### Source records
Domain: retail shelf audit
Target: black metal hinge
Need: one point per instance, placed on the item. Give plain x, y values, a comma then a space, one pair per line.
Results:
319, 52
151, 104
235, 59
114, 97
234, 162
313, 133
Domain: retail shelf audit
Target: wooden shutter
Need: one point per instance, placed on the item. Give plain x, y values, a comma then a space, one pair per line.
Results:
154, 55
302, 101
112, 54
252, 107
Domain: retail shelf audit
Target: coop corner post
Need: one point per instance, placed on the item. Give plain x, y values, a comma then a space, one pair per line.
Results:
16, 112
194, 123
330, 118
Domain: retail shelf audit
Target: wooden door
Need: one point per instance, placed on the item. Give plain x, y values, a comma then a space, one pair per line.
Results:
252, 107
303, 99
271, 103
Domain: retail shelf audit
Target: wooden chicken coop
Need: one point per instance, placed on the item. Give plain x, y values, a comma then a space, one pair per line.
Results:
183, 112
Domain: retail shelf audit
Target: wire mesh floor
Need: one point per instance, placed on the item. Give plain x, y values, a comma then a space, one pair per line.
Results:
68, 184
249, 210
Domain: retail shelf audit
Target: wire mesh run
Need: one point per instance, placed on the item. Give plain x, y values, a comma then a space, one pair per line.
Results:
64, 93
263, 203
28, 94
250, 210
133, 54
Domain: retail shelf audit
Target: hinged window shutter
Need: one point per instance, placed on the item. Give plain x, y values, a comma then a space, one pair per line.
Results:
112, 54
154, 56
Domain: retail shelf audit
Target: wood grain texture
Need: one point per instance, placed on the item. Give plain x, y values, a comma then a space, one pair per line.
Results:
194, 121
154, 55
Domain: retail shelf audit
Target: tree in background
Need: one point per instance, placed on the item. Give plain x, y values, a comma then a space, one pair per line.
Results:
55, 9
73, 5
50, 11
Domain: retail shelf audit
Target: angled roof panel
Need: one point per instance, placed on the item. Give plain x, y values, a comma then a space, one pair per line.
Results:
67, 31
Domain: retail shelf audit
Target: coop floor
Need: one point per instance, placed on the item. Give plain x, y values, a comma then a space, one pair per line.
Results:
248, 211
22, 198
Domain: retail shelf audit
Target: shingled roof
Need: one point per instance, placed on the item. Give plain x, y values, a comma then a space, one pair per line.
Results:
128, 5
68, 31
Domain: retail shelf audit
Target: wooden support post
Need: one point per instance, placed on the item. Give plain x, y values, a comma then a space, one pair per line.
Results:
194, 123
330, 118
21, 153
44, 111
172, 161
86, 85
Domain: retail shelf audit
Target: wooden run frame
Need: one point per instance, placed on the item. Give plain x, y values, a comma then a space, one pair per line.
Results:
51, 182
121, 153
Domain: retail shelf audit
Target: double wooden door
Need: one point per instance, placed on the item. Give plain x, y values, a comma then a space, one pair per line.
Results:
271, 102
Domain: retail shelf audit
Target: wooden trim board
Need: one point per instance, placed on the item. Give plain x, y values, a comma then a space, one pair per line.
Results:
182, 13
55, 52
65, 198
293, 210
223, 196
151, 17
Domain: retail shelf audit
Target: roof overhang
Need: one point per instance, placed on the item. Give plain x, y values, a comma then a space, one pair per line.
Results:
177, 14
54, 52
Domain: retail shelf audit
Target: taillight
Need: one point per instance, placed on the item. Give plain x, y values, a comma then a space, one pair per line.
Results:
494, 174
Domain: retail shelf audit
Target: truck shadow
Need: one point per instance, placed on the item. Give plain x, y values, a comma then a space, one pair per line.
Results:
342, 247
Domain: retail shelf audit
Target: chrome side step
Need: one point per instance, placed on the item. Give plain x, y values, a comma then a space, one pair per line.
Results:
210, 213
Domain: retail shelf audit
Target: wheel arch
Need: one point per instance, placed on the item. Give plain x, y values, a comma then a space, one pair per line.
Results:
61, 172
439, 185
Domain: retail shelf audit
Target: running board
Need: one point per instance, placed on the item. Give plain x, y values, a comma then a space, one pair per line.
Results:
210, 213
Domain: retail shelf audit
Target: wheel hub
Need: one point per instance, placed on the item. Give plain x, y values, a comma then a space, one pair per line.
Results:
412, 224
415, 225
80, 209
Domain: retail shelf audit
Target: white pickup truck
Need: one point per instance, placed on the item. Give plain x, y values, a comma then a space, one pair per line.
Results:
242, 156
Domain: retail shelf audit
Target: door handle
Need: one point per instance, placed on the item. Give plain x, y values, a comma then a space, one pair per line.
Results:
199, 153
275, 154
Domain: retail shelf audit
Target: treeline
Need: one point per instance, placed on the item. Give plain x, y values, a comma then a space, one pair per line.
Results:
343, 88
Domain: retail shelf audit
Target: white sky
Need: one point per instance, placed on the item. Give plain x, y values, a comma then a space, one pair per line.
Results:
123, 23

### The problem
Would you reproduce the material above in full, exactly as given?

### Solution to the exercise
Domain: retail shelf audit
Target: black metal hinge
Need: one point per instance, placed on the item. Give plain x, y values, a comma then a space, one pair per line.
Results:
319, 52
151, 104
235, 59
114, 97
234, 162
313, 133
Domain: retail shelf audit
Target: wooden shutter
Need: one point per instance, placed on the item. Give plain x, y values, a comma then a space, one pair per line.
Results:
154, 55
302, 101
112, 54
252, 107
Domain: retail shelf audit
Target: coop corner post
Need: one point per instance, placed on the item. Give plain x, y values, a comma then a space, one pair per line.
Results:
16, 112
194, 123
330, 118
Domain: retail shelf audit
Target: wooden door
Need: one point per instance, placed on the item. Give plain x, y values, a comma then a space, one pair per line.
Results:
252, 107
303, 99
271, 103
Domain: retail shelf audit
Target: wooden chicken coop
Need: one point per instance, placed on the item. Give plain x, y values, a comma then a space, one pair per line.
Results:
183, 112
Domain: retail shelf audit
Target: wire mesh floor
Need: one point per instance, placed on the item. Give plain x, y values, a comma then a space, one pair per line.
Results:
68, 184
249, 210
Domain: retail shelf audit
Target: wire mesh run
Need: one point per instance, placed on the item. Give plain x, y values, a comma then a space, one pair per line.
Results:
64, 93
263, 203
28, 94
250, 210
133, 54
Domain: retail shelf audit
Target: hinged window shutter
Need: one point per instance, placed on the item. Give plain x, y values, a comma then a space, one pair per line.
Results:
112, 54
154, 56
Domain: retail shelf audit
Target: wood grain texture
Need: one point per instance, placed on the item. Give plain x, y values, a comma then a space, one pair per line.
Results:
194, 121
154, 55
Domain: retail shelf audit
Target: tree in background
Need: one point per instance, placed on the item. Give plain x, y values, a comma then a space, one pair per line.
Results:
55, 9
73, 5
50, 11
Domain: retail shelf audit
Target: angled roof panel
Need: one point per instance, placed on the item. Give plain x, y values, a comma then a space, one pair per line.
Results:
67, 31
Domain: retail shelf audit
Target: coop floor
Need: one point per instance, placed on the item. Give plain x, y values, a comma then a space, one pair per line.
Results:
248, 211
22, 198
Domain: retail shelf audit
Target: shingled roof
Need: one point per instance, placed on the item. Give plain x, y values, a comma then a space, one pair per line.
Results:
128, 5
68, 31
Domain: retail shelf audit
Target: wooden support post
Need: one point per instance, placed on the item. Give plain x, y values, a comma then a space, one pair per line.
Results:
194, 123
330, 118
21, 153
44, 111
172, 161
86, 85
Domain: retail shelf audit
Target: wooden run frame
Need: one point per instance, placed on the item. Give plain x, y values, a comma then a space, one pair per line.
Results:
51, 182
121, 153
Domain: retail shelf audit
Target: double wooden door
Need: one point per instance, placed on the item. Give plain x, y values, a comma then a space, one pair per line.
Results:
271, 102
Domain: retail shelf audit
Target: wooden trim board
Need: one point per instance, placed on the item. Give plain x, y values, a comma then a space, one pair per line.
Results:
182, 13
55, 52
65, 198
293, 210
223, 196
151, 17
Domain: retail shelf audit
Target: roof overhang
Need: one point per instance, placed on the item. Give plain x, y values, a comma then a space, one pair per line.
Results:
177, 14
54, 52
Domain: retail shelf audit
Target: taillight
Need: one point per instance, placed on the item. Give plain x, y values, a comma then a space, one pair per line.
Results:
494, 174
Domain: retail shelf audit
Target: truck shadow
Need: one point per instance, placed on the item. Give plain x, y values, a comma then a space, one pair per line.
Results:
342, 247
Domain: retail shelf audit
Target: chrome side step
Need: one point per instance, placed on the item. Give plain x, y values, a comma then a space, one pair per line.
Results:
210, 213
Domain: retail shelf audit
Target: wheel arch
Need: one point per instance, placed on the item. Give plain x, y values, a comma then a space, one pair per line.
Results:
61, 172
439, 185
Domain: retail shelf audit
Target: running board
Need: one point per instance, placed on the item. Give plain x, y values, a comma then a space, one pair per line.
Results:
210, 213
Domain: retail shelf audit
Target: wheel hub
Need: one point per instance, placed on the item. Give plain x, y values, a comma then a space, one pair per line.
Results:
412, 224
415, 225
80, 209
Domain: retail shelf audit
Target: white pickup truck
Need: one point per instance, placed on the item. Give plain x, y values, a comma then a space, one pair per line.
Results:
242, 156
Domain: retail shelf audit
Target: door handle
Need: one point per instance, placed on the item. Give plain x, y values, a comma then a space, one pair per line.
Results:
199, 153
275, 154
Domain: retail shelf audit
Target: treeline
Need: one point per instance, placed on the item. Give plain x, y values, a comma then a space, one pair per line.
Results:
343, 88
Domain: retail shelf audit
Target: white sky
Need: one point per instance, placed on the item. Give plain x, y values, a comma then a space, one pair per line.
Results:
123, 23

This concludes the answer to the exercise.